» **What you will do**
At the line that holds "30 51 L 29 40", start repeating, and keep going exactly through the final line of the material; include both ends and skip the pictures.

═════ Given entries ═════

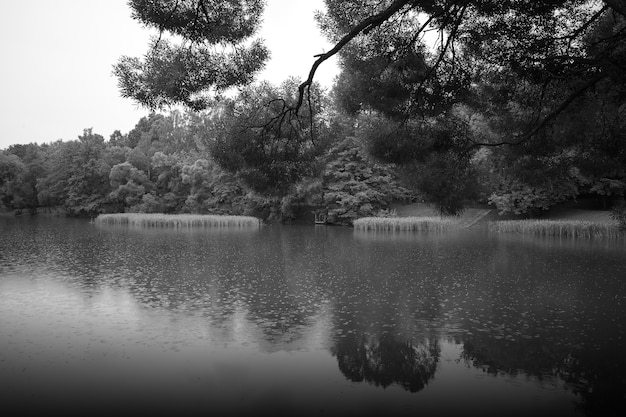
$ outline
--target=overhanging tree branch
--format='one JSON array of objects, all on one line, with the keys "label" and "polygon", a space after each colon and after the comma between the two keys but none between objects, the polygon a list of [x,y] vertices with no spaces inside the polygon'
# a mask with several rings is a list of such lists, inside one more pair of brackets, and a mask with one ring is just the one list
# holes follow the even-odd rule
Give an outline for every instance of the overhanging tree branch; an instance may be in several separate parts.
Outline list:
[{"label": "overhanging tree branch", "polygon": [[559,114],[561,114],[576,98],[580,97],[587,89],[593,87],[598,82],[606,78],[605,74],[597,74],[594,77],[587,80],[576,90],[572,91],[569,96],[565,100],[561,102],[561,104],[548,113],[539,123],[537,123],[531,130],[528,132],[521,134],[517,137],[517,140],[514,141],[501,141],[501,142],[476,142],[470,139],[472,142],[471,147],[497,147],[503,145],[521,145],[526,142],[528,139],[536,135],[541,129],[543,129],[548,122],[554,120]]},{"label": "overhanging tree branch", "polygon": [[[620,13],[624,16],[626,16],[626,0],[605,0],[604,1],[605,6],[600,8],[598,11],[596,11],[586,22],[584,22],[584,24],[579,27],[577,30],[575,30],[574,32],[570,33],[567,37],[565,38],[573,38],[576,37],[578,35],[580,35],[584,30],[586,30],[588,27],[591,26],[591,24],[595,21],[597,21],[600,16],[602,16],[602,14],[610,7],[613,10],[615,10],[617,13]],[[295,112],[295,114],[298,114],[298,111],[300,109],[300,107],[302,106],[303,102],[304,102],[304,94],[306,91],[308,91],[308,89],[310,89],[312,82],[313,82],[313,77],[315,75],[315,72],[317,71],[318,67],[327,59],[329,59],[330,57],[334,56],[335,54],[337,54],[346,44],[348,44],[350,41],[352,41],[355,37],[357,37],[360,34],[367,34],[369,33],[372,29],[380,26],[381,24],[383,24],[384,22],[388,21],[394,14],[398,13],[399,11],[401,11],[405,6],[410,5],[411,7],[413,7],[412,2],[410,1],[395,1],[393,2],[387,9],[381,11],[378,14],[372,15],[370,17],[368,17],[367,19],[363,20],[361,23],[359,23],[358,25],[356,25],[354,28],[352,28],[352,30],[350,30],[350,32],[348,32],[346,35],[344,35],[336,44],[335,46],[328,52],[323,53],[323,54],[319,54],[316,55],[315,57],[317,58],[317,60],[313,63],[311,70],[309,72],[309,76],[308,78],[302,83],[300,84],[299,88],[298,88],[298,102],[297,104],[294,106],[294,108],[290,109],[290,111]],[[444,24],[442,26],[446,26],[445,22],[452,22],[451,27],[449,28],[449,33],[447,34],[447,39],[442,38],[441,41],[441,47],[440,47],[440,51],[438,54],[438,57],[434,63],[433,66],[431,66],[430,71],[428,72],[428,75],[425,77],[425,79],[422,81],[422,83],[420,83],[420,88],[423,87],[423,83],[426,81],[426,79],[428,79],[430,76],[432,76],[432,73],[436,70],[436,68],[439,66],[439,64],[441,63],[441,61],[444,59],[445,54],[453,47],[453,43],[454,40],[456,38],[457,35],[457,31],[460,27],[460,25],[462,24],[463,18],[465,17],[465,12],[467,10],[467,8],[470,5],[468,3],[465,2],[461,2],[460,4],[457,4],[456,2],[451,2],[449,4],[449,8],[441,14],[441,16],[445,16],[445,20],[444,20]],[[441,17],[440,16],[440,17]],[[433,19],[433,15],[430,16],[429,21],[431,19]],[[424,28],[424,26],[422,28],[420,28],[420,32],[421,30]],[[418,32],[419,33],[419,32]],[[443,29],[442,29],[442,37],[443,37]],[[416,35],[417,36],[417,35]],[[577,57],[552,57],[553,60],[558,61],[559,58],[567,58],[568,60],[572,60],[572,59],[576,59],[579,61],[586,61],[582,58],[577,58]],[[587,64],[591,64],[593,62],[585,62]],[[554,108],[550,113],[548,113],[545,117],[543,117],[542,119],[540,119],[540,115],[537,114],[537,119],[535,120],[537,123],[534,124],[534,127],[532,127],[531,130],[529,130],[526,133],[520,134],[515,140],[512,141],[502,141],[502,142],[497,142],[497,143],[480,143],[480,142],[473,142],[473,146],[502,146],[502,145],[519,145],[524,143],[525,141],[527,141],[529,138],[535,136],[541,129],[543,129],[549,122],[551,122],[553,119],[555,119],[559,114],[561,114],[571,103],[572,101],[574,101],[577,97],[581,96],[588,88],[592,87],[593,85],[595,85],[597,82],[599,82],[600,80],[602,80],[603,78],[607,77],[607,75],[604,75],[602,73],[598,73],[595,76],[593,76],[592,78],[588,79],[585,83],[583,83],[582,85],[580,85],[579,88],[577,88],[576,90],[572,91],[571,94],[565,98],[565,100],[563,100],[558,107]],[[420,88],[417,89],[417,91],[419,92]]]},{"label": "overhanging tree branch", "polygon": [[[437,56],[437,60],[435,61],[435,63],[430,67],[430,69],[428,70],[428,73],[426,73],[426,76],[424,77],[424,79],[419,83],[419,85],[417,86],[416,91],[416,96],[419,96],[420,92],[423,90],[424,88],[424,84],[430,79],[430,77],[433,76],[433,74],[435,73],[435,71],[437,71],[437,69],[439,68],[439,66],[441,65],[441,63],[443,62],[447,52],[449,49],[453,50],[454,53],[454,40],[456,37],[456,34],[459,30],[459,27],[461,26],[461,22],[463,21],[463,16],[465,15],[465,12],[467,10],[467,5],[461,7],[458,10],[455,10],[455,13],[458,13],[456,16],[451,16],[450,19],[452,19],[454,21],[452,28],[450,29],[450,33],[447,36],[447,39],[445,41],[445,44],[443,42],[444,39],[444,29],[441,29],[441,47],[439,50],[439,54]],[[449,12],[450,15],[452,15],[452,11]],[[413,104],[411,103],[410,106],[413,106]]]},{"label": "overhanging tree branch", "polygon": [[391,16],[396,14],[398,11],[400,11],[404,6],[406,6],[409,3],[410,3],[410,0],[397,0],[393,2],[388,8],[386,8],[382,12],[368,17],[367,19],[363,20],[361,23],[356,25],[354,28],[352,28],[352,30],[350,30],[350,32],[344,35],[330,51],[325,52],[323,54],[315,55],[317,59],[315,60],[315,62],[313,63],[313,66],[311,67],[311,70],[309,71],[308,78],[298,87],[298,102],[296,103],[293,111],[296,114],[298,114],[298,111],[300,110],[300,107],[302,107],[302,103],[304,102],[305,90],[309,90],[310,92],[311,85],[313,84],[313,78],[315,77],[315,72],[317,71],[317,68],[324,61],[331,58],[337,52],[341,51],[341,49],[346,44],[348,44],[352,39],[357,37],[359,34],[361,33],[367,34],[372,29],[385,23]]}]

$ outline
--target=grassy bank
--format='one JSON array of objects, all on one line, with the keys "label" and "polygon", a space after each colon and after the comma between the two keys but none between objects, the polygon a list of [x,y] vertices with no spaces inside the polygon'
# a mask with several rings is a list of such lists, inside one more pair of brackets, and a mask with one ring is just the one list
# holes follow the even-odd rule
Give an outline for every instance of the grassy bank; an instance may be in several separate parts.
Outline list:
[{"label": "grassy bank", "polygon": [[362,217],[353,225],[356,230],[439,232],[456,227],[457,221],[451,217]]},{"label": "grassy bank", "polygon": [[583,220],[502,220],[488,222],[492,232],[576,238],[618,238],[617,223]]},{"label": "grassy bank", "polygon": [[261,220],[251,216],[216,216],[201,214],[153,214],[116,213],[100,214],[94,220],[97,224],[128,225],[136,227],[259,227]]}]

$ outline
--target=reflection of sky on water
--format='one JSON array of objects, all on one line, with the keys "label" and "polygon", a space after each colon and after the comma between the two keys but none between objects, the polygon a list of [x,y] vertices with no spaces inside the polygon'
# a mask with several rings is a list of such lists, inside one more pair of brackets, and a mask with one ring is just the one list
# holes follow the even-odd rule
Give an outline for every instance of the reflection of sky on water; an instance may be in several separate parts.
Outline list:
[{"label": "reflection of sky on water", "polygon": [[57,223],[0,225],[0,381],[16,398],[557,415],[590,402],[589,375],[624,386],[619,251]]}]

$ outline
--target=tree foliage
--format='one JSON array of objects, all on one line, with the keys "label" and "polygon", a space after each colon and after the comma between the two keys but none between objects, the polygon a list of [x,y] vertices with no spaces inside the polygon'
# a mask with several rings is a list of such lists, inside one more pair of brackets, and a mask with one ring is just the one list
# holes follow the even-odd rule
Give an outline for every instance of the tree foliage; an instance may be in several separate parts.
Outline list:
[{"label": "tree foliage", "polygon": [[92,129],[78,137],[69,159],[65,209],[72,215],[87,215],[103,210],[107,203],[109,171],[104,156],[104,138]]},{"label": "tree foliage", "polygon": [[320,118],[323,93],[313,88],[307,95],[310,105],[296,116],[285,111],[297,100],[295,85],[295,79],[279,87],[255,84],[219,107],[209,149],[221,167],[261,193],[285,194],[313,175],[315,159],[327,148]]},{"label": "tree foliage", "polygon": [[0,204],[11,210],[26,206],[29,190],[25,175],[26,167],[19,156],[0,153]]},{"label": "tree foliage", "polygon": [[326,4],[322,29],[349,40],[337,51],[337,104],[375,121],[363,131],[372,154],[413,166],[432,201],[451,201],[458,189],[438,180],[465,178],[455,172],[485,147],[490,201],[503,211],[624,179],[621,2]]},{"label": "tree foliage", "polygon": [[[250,83],[269,56],[256,33],[262,0],[132,0],[132,17],[157,29],[143,58],[114,66],[123,97],[150,109],[200,110],[214,94]],[[169,35],[169,36],[168,36]]]},{"label": "tree foliage", "polygon": [[[254,39],[263,1],[129,4],[157,36],[114,67],[122,95],[193,111],[108,142],[87,129],[9,148],[5,208],[278,218],[312,203],[349,222],[407,195],[398,174],[447,214],[468,199],[532,213],[624,195],[622,0],[327,0],[317,20],[334,46],[279,86],[252,82],[269,57]],[[314,77],[333,56],[326,94]]]},{"label": "tree foliage", "polygon": [[412,199],[392,167],[373,161],[352,137],[330,150],[318,193],[324,213],[337,223],[375,216],[394,202]]},{"label": "tree foliage", "polygon": [[[620,78],[615,70],[623,61],[624,33],[623,7],[618,3],[623,4],[328,0],[327,11],[318,14],[318,20],[328,37],[341,45],[334,53],[348,70],[343,75],[370,71],[370,77],[353,81],[371,85],[373,79],[375,85],[395,73],[395,79],[405,84],[401,90],[409,101],[405,111],[424,114],[437,105],[445,108],[468,100],[472,84],[490,73],[511,73],[545,83],[546,88],[564,77],[579,77],[586,87],[605,77]],[[622,14],[616,15],[616,10]],[[379,61],[386,64],[366,65]],[[379,91],[368,90],[372,94],[363,104],[375,105]],[[397,97],[398,90],[386,91],[388,98]]]}]

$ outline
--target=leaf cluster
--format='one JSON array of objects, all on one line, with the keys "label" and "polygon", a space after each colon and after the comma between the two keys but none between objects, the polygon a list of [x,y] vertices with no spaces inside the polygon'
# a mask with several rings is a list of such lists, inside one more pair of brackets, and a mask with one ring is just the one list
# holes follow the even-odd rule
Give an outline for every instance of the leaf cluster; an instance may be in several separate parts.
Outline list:
[{"label": "leaf cluster", "polygon": [[204,109],[215,95],[249,84],[269,57],[260,39],[249,41],[263,1],[132,0],[130,6],[159,35],[143,58],[121,57],[113,74],[123,97],[151,110]]},{"label": "leaf cluster", "polygon": [[295,84],[292,79],[279,87],[260,83],[242,89],[222,107],[223,128],[210,146],[220,166],[264,194],[284,195],[313,175],[316,158],[327,147],[319,117],[322,92],[312,89],[309,106],[295,114],[290,111],[297,100]]},{"label": "leaf cluster", "polygon": [[130,0],[132,17],[193,42],[236,43],[257,31],[263,0]]}]

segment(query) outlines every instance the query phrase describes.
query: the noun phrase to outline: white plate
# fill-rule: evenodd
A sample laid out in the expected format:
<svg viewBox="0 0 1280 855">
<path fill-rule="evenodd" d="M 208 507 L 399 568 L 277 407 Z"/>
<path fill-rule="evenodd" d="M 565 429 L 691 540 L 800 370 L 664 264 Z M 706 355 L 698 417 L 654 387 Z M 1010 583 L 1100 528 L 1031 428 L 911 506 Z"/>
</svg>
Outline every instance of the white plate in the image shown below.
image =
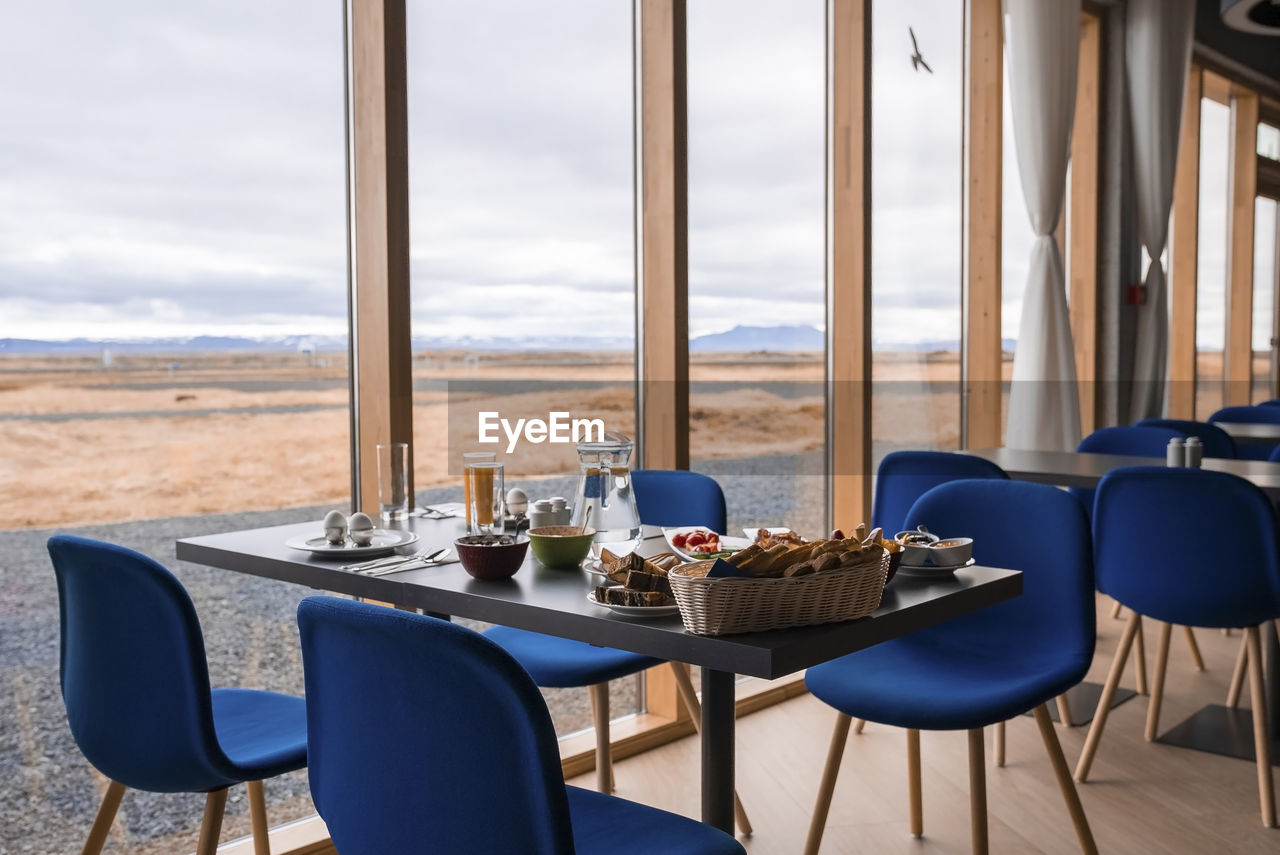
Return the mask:
<svg viewBox="0 0 1280 855">
<path fill-rule="evenodd" d="M 290 549 L 301 549 L 310 552 L 312 555 L 320 555 L 332 558 L 349 558 L 349 557 L 373 557 L 382 555 L 387 552 L 394 552 L 396 548 L 408 546 L 410 543 L 416 542 L 418 536 L 411 531 L 403 531 L 395 528 L 375 528 L 373 530 L 373 542 L 368 546 L 356 546 L 348 537 L 341 545 L 330 543 L 323 534 L 307 536 L 300 534 L 297 537 L 291 537 L 284 542 L 284 545 Z"/>
<path fill-rule="evenodd" d="M 711 529 L 707 528 L 705 525 L 672 526 L 669 528 L 663 528 L 662 536 L 667 539 L 667 548 L 670 549 L 672 552 L 674 552 L 676 555 L 683 558 L 685 561 L 704 561 L 706 560 L 706 557 L 707 557 L 706 555 L 703 555 L 698 552 L 687 552 L 683 549 L 678 549 L 675 546 L 675 544 L 671 542 L 671 538 L 675 537 L 677 534 L 688 534 L 689 532 L 694 532 L 694 531 L 710 531 L 710 530 Z M 745 537 L 730 537 L 727 534 L 720 535 L 720 548 L 722 550 L 729 549 L 734 552 L 737 552 L 739 549 L 746 549 L 750 545 L 751 545 L 751 541 Z"/>
<path fill-rule="evenodd" d="M 756 526 L 755 528 L 744 528 L 742 530 L 742 533 L 747 536 L 747 540 L 751 541 L 752 543 L 755 543 L 756 532 L 760 531 L 760 529 L 764 529 L 765 531 L 769 532 L 769 534 L 787 534 L 789 532 L 795 531 L 795 529 L 785 525 L 775 525 L 775 526 L 760 525 L 760 526 Z"/>
<path fill-rule="evenodd" d="M 913 576 L 917 579 L 941 578 L 950 576 L 961 567 L 972 567 L 974 560 L 970 558 L 963 564 L 899 564 L 899 576 Z"/>
<path fill-rule="evenodd" d="M 619 606 L 613 603 L 602 603 L 596 599 L 595 591 L 587 592 L 587 602 L 596 606 L 603 606 L 616 615 L 623 617 L 668 617 L 670 615 L 680 614 L 680 607 L 675 603 L 669 606 Z"/>
</svg>

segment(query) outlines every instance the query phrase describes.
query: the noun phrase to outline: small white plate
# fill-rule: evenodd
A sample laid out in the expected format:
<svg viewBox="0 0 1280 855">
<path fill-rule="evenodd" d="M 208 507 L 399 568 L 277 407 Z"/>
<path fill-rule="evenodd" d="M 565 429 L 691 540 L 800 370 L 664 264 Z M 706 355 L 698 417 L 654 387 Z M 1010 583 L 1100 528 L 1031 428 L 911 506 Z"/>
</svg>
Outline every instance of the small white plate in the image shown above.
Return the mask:
<svg viewBox="0 0 1280 855">
<path fill-rule="evenodd" d="M 675 544 L 671 542 L 671 538 L 675 537 L 677 534 L 689 534 L 695 531 L 710 531 L 710 530 L 711 529 L 707 528 L 704 525 L 672 526 L 672 527 L 663 528 L 662 536 L 667 539 L 667 548 L 670 549 L 672 552 L 674 552 L 676 555 L 683 558 L 685 561 L 705 561 L 707 556 L 704 553 L 689 552 L 688 550 L 680 549 L 679 547 L 677 547 Z M 720 535 L 721 550 L 728 550 L 729 552 L 737 552 L 740 549 L 746 549 L 750 545 L 751 545 L 751 541 L 745 537 L 730 537 L 727 534 Z"/>
<path fill-rule="evenodd" d="M 373 530 L 373 541 L 368 546 L 356 546 L 351 542 L 350 537 L 341 544 L 333 544 L 323 534 L 310 537 L 300 534 L 297 537 L 291 537 L 286 540 L 284 545 L 290 549 L 301 549 L 305 552 L 310 552 L 312 555 L 326 558 L 349 558 L 352 556 L 373 557 L 394 552 L 398 547 L 408 546 L 417 540 L 418 536 L 411 531 L 395 528 L 375 528 Z"/>
<path fill-rule="evenodd" d="M 756 533 L 757 533 L 757 532 L 759 532 L 759 531 L 760 531 L 760 529 L 762 529 L 762 528 L 763 528 L 765 531 L 769 532 L 769 534 L 789 534 L 789 533 L 791 533 L 791 532 L 795 531 L 795 529 L 791 528 L 790 526 L 785 526 L 785 525 L 775 525 L 775 526 L 762 526 L 762 525 L 761 525 L 761 526 L 756 526 L 755 528 L 744 528 L 744 529 L 742 530 L 742 533 L 743 533 L 743 534 L 745 534 L 745 535 L 747 536 L 747 540 L 751 541 L 752 543 L 755 543 L 755 542 L 756 542 Z"/>
<path fill-rule="evenodd" d="M 899 564 L 897 575 L 916 579 L 940 579 L 952 575 L 962 567 L 972 567 L 974 563 L 974 559 L 970 558 L 963 564 Z"/>
<path fill-rule="evenodd" d="M 656 618 L 680 614 L 680 607 L 675 603 L 669 606 L 619 606 L 614 603 L 602 603 L 596 599 L 595 591 L 587 592 L 587 602 L 592 605 L 603 606 L 614 614 L 622 615 L 623 617 Z"/>
</svg>

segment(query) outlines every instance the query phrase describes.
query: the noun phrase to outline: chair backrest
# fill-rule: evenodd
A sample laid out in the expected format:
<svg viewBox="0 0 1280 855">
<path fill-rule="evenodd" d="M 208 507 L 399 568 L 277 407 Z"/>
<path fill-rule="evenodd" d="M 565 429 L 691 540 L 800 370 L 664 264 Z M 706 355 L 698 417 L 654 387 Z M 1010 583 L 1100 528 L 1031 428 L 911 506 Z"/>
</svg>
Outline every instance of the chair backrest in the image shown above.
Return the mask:
<svg viewBox="0 0 1280 855">
<path fill-rule="evenodd" d="M 1280 616 L 1275 511 L 1225 472 L 1109 472 L 1093 511 L 1098 590 L 1156 620 L 1253 626 Z"/>
<path fill-rule="evenodd" d="M 218 745 L 204 637 L 182 583 L 121 546 L 69 535 L 48 546 L 58 578 L 62 697 L 85 758 L 150 792 L 237 783 Z"/>
<path fill-rule="evenodd" d="M 1258 406 L 1259 407 L 1280 407 L 1280 398 L 1271 398 L 1270 400 L 1263 401 Z"/>
<path fill-rule="evenodd" d="M 919 643 L 1017 651 L 1067 662 L 1084 679 L 1093 661 L 1095 616 L 1089 520 L 1056 487 L 995 479 L 952 481 L 911 506 L 943 537 L 972 537 L 973 557 L 1023 572 L 1022 595 L 907 636 Z"/>
<path fill-rule="evenodd" d="M 339 852 L 573 852 L 551 717 L 509 654 L 331 597 L 298 626 L 311 794 Z"/>
<path fill-rule="evenodd" d="M 631 473 L 640 522 L 700 525 L 725 534 L 724 491 L 716 479 L 684 469 L 636 469 Z"/>
<path fill-rule="evenodd" d="M 871 525 L 885 530 L 889 537 L 916 521 L 907 511 L 931 488 L 961 478 L 1000 478 L 1009 476 L 999 466 L 972 454 L 950 451 L 893 451 L 880 461 L 876 471 L 876 495 L 871 508 Z"/>
<path fill-rule="evenodd" d="M 1143 419 L 1138 422 L 1137 427 L 1165 427 L 1180 430 L 1187 436 L 1200 438 L 1205 457 L 1226 457 L 1231 460 L 1236 457 L 1236 441 L 1231 438 L 1231 434 L 1217 425 L 1190 419 Z"/>
<path fill-rule="evenodd" d="M 1280 424 L 1280 407 L 1223 407 L 1209 416 L 1209 422 L 1243 422 L 1246 424 Z"/>
<path fill-rule="evenodd" d="M 1165 457 L 1171 439 L 1186 439 L 1180 430 L 1156 425 L 1121 425 L 1105 427 L 1080 440 L 1076 451 L 1088 454 L 1124 454 L 1130 457 Z M 1086 513 L 1093 513 L 1093 490 L 1071 487 L 1068 493 L 1084 505 Z"/>
<path fill-rule="evenodd" d="M 1271 453 L 1267 455 L 1267 460 L 1271 463 L 1280 463 L 1280 445 L 1271 449 Z"/>
</svg>

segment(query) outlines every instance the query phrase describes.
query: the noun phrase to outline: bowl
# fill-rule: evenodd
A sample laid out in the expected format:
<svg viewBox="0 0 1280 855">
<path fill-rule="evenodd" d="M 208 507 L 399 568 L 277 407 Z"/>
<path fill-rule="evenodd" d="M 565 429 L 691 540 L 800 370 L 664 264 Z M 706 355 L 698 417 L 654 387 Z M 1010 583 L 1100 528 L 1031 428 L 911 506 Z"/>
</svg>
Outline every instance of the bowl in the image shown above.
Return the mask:
<svg viewBox="0 0 1280 855">
<path fill-rule="evenodd" d="M 469 534 L 453 542 L 462 569 L 476 579 L 499 582 L 516 575 L 529 551 L 529 541 L 509 534 Z"/>
<path fill-rule="evenodd" d="M 929 547 L 929 555 L 935 567 L 951 567 L 964 564 L 973 557 L 973 538 L 948 537 Z"/>
<path fill-rule="evenodd" d="M 923 542 L 911 543 L 908 538 Z M 933 563 L 935 553 L 931 547 L 938 542 L 939 538 L 936 534 L 925 531 L 900 531 L 893 536 L 893 539 L 902 544 L 900 564 L 906 564 L 908 567 L 923 567 Z"/>
<path fill-rule="evenodd" d="M 529 543 L 533 557 L 547 567 L 573 569 L 591 552 L 594 528 L 576 525 L 544 525 L 529 529 Z"/>
</svg>

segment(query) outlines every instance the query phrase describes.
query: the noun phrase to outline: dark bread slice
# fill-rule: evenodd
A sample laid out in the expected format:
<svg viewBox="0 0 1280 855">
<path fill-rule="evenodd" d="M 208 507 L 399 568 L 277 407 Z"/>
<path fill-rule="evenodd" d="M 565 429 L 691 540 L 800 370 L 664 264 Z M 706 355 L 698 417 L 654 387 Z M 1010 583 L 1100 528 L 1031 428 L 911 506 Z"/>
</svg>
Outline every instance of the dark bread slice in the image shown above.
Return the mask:
<svg viewBox="0 0 1280 855">
<path fill-rule="evenodd" d="M 596 602 L 615 606 L 665 606 L 667 595 L 661 591 L 629 591 L 626 588 L 596 586 Z"/>
<path fill-rule="evenodd" d="M 632 591 L 661 591 L 664 594 L 671 593 L 671 580 L 667 578 L 666 573 L 648 573 L 644 570 L 632 570 L 627 573 L 627 579 L 623 584 Z"/>
</svg>

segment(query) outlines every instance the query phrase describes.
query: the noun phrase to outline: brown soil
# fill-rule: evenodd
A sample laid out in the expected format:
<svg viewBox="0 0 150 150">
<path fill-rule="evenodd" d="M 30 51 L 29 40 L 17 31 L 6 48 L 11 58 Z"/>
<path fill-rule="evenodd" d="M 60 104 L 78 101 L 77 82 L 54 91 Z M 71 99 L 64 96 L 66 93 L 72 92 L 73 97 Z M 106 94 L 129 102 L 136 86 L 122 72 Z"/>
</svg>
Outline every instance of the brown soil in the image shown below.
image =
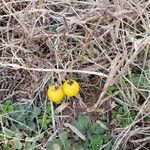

═════

» **Solution**
<path fill-rule="evenodd" d="M 30 51 L 29 40 L 17 31 L 6 48 L 11 58 Z"/>
<path fill-rule="evenodd" d="M 60 104 L 78 101 L 77 82 L 54 91 Z M 71 99 L 64 96 L 66 93 L 72 92 L 73 97 Z M 106 94 L 129 102 L 136 86 L 122 72 Z"/>
</svg>
Outline every instance of the brown soil in the image shown below.
image =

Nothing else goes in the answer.